Set down all of the entries below exactly, and omit the pictures.

========================

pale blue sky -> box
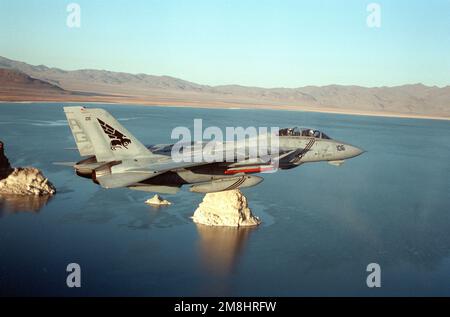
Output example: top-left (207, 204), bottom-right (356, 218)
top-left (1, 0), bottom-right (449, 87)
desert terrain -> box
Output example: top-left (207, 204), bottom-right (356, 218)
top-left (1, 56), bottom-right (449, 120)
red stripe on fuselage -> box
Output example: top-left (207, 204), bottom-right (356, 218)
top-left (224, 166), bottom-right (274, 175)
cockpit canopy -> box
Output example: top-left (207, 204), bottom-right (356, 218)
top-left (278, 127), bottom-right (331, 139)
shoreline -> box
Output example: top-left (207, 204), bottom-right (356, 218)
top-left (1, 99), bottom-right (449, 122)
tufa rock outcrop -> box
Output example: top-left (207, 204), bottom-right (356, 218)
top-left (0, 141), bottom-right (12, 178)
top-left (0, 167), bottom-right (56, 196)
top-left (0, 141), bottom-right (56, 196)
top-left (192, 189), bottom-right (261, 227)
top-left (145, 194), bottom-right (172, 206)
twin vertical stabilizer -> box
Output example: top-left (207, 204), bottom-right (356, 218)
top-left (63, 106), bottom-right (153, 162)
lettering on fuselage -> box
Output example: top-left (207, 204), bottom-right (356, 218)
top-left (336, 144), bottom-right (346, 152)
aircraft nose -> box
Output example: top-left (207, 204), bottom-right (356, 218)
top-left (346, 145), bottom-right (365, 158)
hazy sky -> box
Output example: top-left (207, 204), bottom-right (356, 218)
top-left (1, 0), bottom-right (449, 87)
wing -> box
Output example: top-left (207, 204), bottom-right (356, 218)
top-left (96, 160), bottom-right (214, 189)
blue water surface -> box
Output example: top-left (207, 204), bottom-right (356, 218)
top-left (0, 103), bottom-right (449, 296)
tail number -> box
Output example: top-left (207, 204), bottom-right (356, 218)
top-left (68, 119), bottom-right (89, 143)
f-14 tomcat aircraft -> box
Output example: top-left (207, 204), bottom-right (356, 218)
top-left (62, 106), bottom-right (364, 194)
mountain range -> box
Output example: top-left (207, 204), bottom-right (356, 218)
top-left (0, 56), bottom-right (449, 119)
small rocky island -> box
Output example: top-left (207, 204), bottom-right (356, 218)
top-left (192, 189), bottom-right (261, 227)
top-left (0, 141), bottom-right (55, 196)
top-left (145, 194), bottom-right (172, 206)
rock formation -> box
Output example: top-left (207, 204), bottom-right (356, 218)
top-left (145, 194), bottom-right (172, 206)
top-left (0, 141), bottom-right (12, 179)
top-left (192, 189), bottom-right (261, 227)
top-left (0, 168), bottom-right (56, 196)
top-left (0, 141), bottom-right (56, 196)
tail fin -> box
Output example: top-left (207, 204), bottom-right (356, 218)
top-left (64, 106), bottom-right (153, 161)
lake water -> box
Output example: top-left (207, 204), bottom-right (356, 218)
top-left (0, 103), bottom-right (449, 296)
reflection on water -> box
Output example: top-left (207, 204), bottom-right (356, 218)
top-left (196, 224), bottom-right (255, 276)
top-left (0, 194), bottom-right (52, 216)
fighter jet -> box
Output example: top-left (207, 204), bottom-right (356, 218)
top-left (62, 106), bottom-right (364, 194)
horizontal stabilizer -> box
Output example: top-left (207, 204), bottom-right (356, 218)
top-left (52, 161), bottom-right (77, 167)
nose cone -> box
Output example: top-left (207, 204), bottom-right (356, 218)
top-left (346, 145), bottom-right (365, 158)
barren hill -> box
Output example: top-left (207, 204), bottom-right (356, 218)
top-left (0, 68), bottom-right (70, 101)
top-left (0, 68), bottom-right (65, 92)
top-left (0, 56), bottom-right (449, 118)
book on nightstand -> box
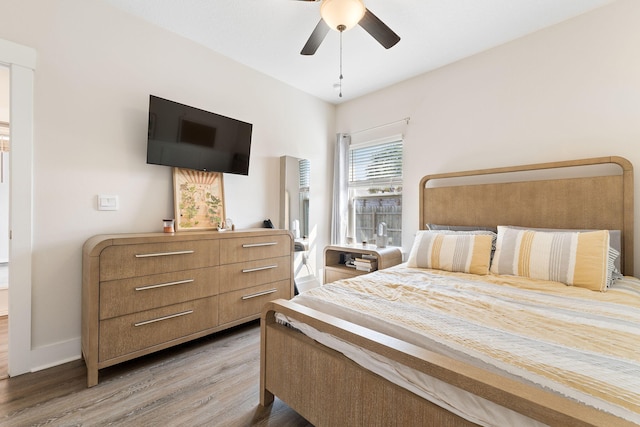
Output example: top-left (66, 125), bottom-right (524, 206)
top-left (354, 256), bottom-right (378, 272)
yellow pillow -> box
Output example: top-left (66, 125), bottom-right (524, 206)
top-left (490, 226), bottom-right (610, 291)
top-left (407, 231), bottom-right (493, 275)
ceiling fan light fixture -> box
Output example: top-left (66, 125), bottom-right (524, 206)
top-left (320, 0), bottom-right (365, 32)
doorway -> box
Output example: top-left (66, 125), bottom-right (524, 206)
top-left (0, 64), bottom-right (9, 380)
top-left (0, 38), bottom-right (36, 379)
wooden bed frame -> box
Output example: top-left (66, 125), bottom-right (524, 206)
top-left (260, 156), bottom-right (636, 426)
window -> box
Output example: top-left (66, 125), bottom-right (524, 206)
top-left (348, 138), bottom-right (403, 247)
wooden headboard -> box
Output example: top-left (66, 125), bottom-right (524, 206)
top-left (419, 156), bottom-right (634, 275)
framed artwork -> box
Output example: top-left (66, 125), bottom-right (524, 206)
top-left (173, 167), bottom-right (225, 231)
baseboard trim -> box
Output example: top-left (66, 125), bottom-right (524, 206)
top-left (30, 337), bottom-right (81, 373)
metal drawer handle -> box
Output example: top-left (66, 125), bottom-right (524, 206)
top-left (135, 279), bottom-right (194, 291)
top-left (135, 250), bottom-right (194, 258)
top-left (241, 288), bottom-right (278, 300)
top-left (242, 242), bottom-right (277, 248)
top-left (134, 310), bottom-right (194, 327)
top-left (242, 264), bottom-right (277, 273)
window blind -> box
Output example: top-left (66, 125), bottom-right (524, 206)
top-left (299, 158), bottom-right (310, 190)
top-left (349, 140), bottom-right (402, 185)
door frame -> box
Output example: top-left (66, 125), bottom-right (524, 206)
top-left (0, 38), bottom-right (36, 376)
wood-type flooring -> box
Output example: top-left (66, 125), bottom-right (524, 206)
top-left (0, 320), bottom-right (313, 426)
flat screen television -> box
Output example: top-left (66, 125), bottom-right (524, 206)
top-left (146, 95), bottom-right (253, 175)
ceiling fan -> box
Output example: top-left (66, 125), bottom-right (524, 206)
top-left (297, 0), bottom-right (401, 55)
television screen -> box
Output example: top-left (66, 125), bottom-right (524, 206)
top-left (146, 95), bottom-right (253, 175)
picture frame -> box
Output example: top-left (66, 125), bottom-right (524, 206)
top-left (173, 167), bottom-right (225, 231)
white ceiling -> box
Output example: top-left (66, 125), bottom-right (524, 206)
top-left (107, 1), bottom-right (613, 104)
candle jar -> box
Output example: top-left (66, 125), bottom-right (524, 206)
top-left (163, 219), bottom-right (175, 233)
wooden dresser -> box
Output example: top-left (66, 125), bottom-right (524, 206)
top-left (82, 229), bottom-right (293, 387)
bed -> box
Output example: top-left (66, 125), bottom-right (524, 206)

========================

→ COMPLETED TASK
pale blue sky -> box
Output example: top-left (207, 204), bottom-right (356, 218)
top-left (1, 0), bottom-right (449, 87)
desert terrain -> box
Output example: top-left (207, 204), bottom-right (356, 218)
top-left (1, 56), bottom-right (449, 120)
red stripe on fuselage -> box
Output example: top-left (207, 204), bottom-right (356, 218)
top-left (224, 166), bottom-right (274, 175)
cockpit canopy -> box
Output example: top-left (207, 204), bottom-right (356, 218)
top-left (278, 127), bottom-right (331, 139)
shoreline -> box
Output example: top-left (207, 204), bottom-right (356, 218)
top-left (1, 99), bottom-right (449, 122)
tufa rock outcrop -> box
Output example: top-left (207, 204), bottom-right (356, 218)
top-left (0, 141), bottom-right (12, 178)
top-left (0, 167), bottom-right (56, 196)
top-left (0, 141), bottom-right (56, 196)
top-left (192, 189), bottom-right (261, 227)
top-left (145, 194), bottom-right (172, 206)
twin vertical stabilizer -> box
Output example: top-left (207, 204), bottom-right (356, 218)
top-left (63, 106), bottom-right (153, 162)
lettering on fuselage -> box
Output example: top-left (207, 204), bottom-right (356, 218)
top-left (336, 144), bottom-right (346, 152)
aircraft nose -> box
Output example: top-left (207, 204), bottom-right (356, 218)
top-left (346, 145), bottom-right (365, 158)
hazy sky -> box
Output example: top-left (207, 204), bottom-right (356, 218)
top-left (1, 0), bottom-right (449, 87)
wing -> box
Output example: top-left (207, 204), bottom-right (356, 218)
top-left (96, 160), bottom-right (214, 189)
blue water surface -> box
Output example: top-left (207, 204), bottom-right (356, 218)
top-left (0, 103), bottom-right (449, 296)
tail number -> box
Output example: top-left (207, 204), bottom-right (356, 218)
top-left (68, 119), bottom-right (89, 143)
f-14 tomcat aircraft -> box
Output example: top-left (207, 204), bottom-right (356, 218)
top-left (62, 106), bottom-right (364, 194)
mountain range -> box
Output example: top-left (207, 204), bottom-right (356, 218)
top-left (0, 56), bottom-right (449, 119)
small rocky island -> box
Output example: top-left (207, 204), bottom-right (356, 218)
top-left (192, 189), bottom-right (261, 227)
top-left (0, 141), bottom-right (55, 196)
top-left (145, 194), bottom-right (172, 206)
rock formation -> box
Output example: top-left (207, 204), bottom-right (356, 218)
top-left (145, 194), bottom-right (172, 206)
top-left (0, 141), bottom-right (12, 179)
top-left (192, 189), bottom-right (261, 227)
top-left (0, 168), bottom-right (56, 196)
top-left (0, 141), bottom-right (56, 196)
tail fin -> box
Output example: top-left (207, 204), bottom-right (356, 218)
top-left (64, 106), bottom-right (153, 161)
lake water -> box
Output example: top-left (207, 204), bottom-right (356, 218)
top-left (0, 103), bottom-right (449, 296)
reflection on water -> box
Output example: top-left (207, 204), bottom-right (356, 218)
top-left (196, 224), bottom-right (255, 276)
top-left (0, 194), bottom-right (52, 216)
fighter jet -> box
Output example: top-left (207, 204), bottom-right (356, 218)
top-left (62, 106), bottom-right (364, 194)
horizontal stabilizer -> box
Output example: top-left (207, 204), bottom-right (356, 218)
top-left (52, 161), bottom-right (77, 167)
nose cone -> box
Output example: top-left (207, 204), bottom-right (356, 218)
top-left (346, 145), bottom-right (365, 158)
barren hill -> box
Output example: top-left (207, 204), bottom-right (356, 218)
top-left (0, 68), bottom-right (70, 101)
top-left (0, 68), bottom-right (65, 92)
top-left (0, 56), bottom-right (449, 118)
book on nightstand -> box
Output example: top-left (66, 125), bottom-right (524, 206)
top-left (354, 256), bottom-right (378, 272)
yellow pillow -> box
Output example: top-left (66, 125), bottom-right (524, 206)
top-left (490, 226), bottom-right (610, 291)
top-left (407, 231), bottom-right (493, 275)
ceiling fan light fixture -> box
Output example: top-left (66, 125), bottom-right (524, 206)
top-left (320, 0), bottom-right (365, 32)
doorway -> box
Output example: top-left (66, 125), bottom-right (524, 206)
top-left (0, 64), bottom-right (9, 380)
top-left (0, 38), bottom-right (36, 379)
wooden bed frame -> box
Output example: top-left (66, 125), bottom-right (524, 206)
top-left (260, 156), bottom-right (636, 426)
window -> box
Output example: top-left (66, 125), bottom-right (524, 206)
top-left (348, 138), bottom-right (403, 247)
wooden headboard -> box
Output example: top-left (66, 125), bottom-right (524, 206)
top-left (419, 156), bottom-right (634, 275)
framed artwork -> box
Output example: top-left (66, 125), bottom-right (524, 206)
top-left (173, 167), bottom-right (225, 231)
baseboard trim -> box
Output example: top-left (66, 125), bottom-right (524, 206)
top-left (30, 337), bottom-right (81, 373)
metal drawer handle -> box
Output example: top-left (66, 125), bottom-right (524, 206)
top-left (135, 279), bottom-right (194, 291)
top-left (135, 250), bottom-right (194, 258)
top-left (241, 288), bottom-right (278, 300)
top-left (242, 242), bottom-right (277, 248)
top-left (134, 310), bottom-right (194, 327)
top-left (242, 264), bottom-right (277, 273)
window blind -> box
Output example: top-left (66, 125), bottom-right (524, 206)
top-left (299, 158), bottom-right (310, 190)
top-left (349, 140), bottom-right (402, 185)
door frame -> box
Output example: top-left (66, 125), bottom-right (524, 206)
top-left (0, 38), bottom-right (36, 376)
wood-type flooring -> box
Output example: top-left (66, 125), bottom-right (524, 206)
top-left (0, 320), bottom-right (313, 426)
flat screen television -> box
Output example: top-left (66, 125), bottom-right (524, 206)
top-left (146, 95), bottom-right (253, 175)
ceiling fan -> box
Output example: top-left (66, 125), bottom-right (524, 206)
top-left (297, 0), bottom-right (401, 55)
television screen -> box
Output example: top-left (66, 125), bottom-right (524, 206)
top-left (146, 95), bottom-right (253, 175)
picture frame -> box
Output example: top-left (66, 125), bottom-right (524, 206)
top-left (173, 167), bottom-right (225, 231)
white ceiling -> box
Output example: top-left (66, 125), bottom-right (524, 206)
top-left (107, 1), bottom-right (613, 104)
candle jar -> box
Output example: top-left (66, 125), bottom-right (524, 206)
top-left (163, 219), bottom-right (175, 233)
wooden dresser -> box
Output example: top-left (66, 125), bottom-right (524, 206)
top-left (82, 229), bottom-right (293, 387)
bed -> box
Output example: top-left (66, 125), bottom-right (524, 206)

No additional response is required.